▸ **Source**
Researched by John Lumsdon
On Monday evening the 18th May 1874 an
open-air meeting was held at Harriseahead.
Mr. A. Pointon, president, opened the meeting with a few appropriate remarks
and introduced Mr. Brown, who addressed the meeting on the question of union.
He advised the four lodges which were well represented, to pay their levies
promptly for the support of the men who were out on strike in South Staffordshire.
The strike had been protracted over a period of eight weeks and everyone present
must know, especially the heads of families that the men had to suffer great
hardships. But it would make it harder still and their burden almost unbearable
if there was any falling off in the support.
Mr. Brown explained the cause of the strike in a very able and proficient
manner and he was listened to with profound attention. Several miners present
remarked that they did not consider that the miners in North Staffordshire,
or any other district were supporting the men really. They considered that
the support was principally on the other side. The miners in South Staffordshire
were fighting the battle for the whole community, and every miner in Great
Britain should support them.

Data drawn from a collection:

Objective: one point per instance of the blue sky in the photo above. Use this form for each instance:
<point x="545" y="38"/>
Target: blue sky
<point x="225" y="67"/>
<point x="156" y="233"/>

▸ **Written task**
Quote, word for word, the stretch of the account of the 1874 miners' meeting from "Mr. A. Pointon, president, opened" through "in South Staffordshire.". These data have no connection to the account of the 1874 miners' meeting.

▸ **The output**
Mr. A. Pointon, president, opened the meeting with a few appropriate remarks
and introduced Mr. Brown, who addressed the meeting on the question of union.
He advised the four lodges which were well represented, to pay their levies
promptly for the support of the men who were out on strike in South Staffordshire.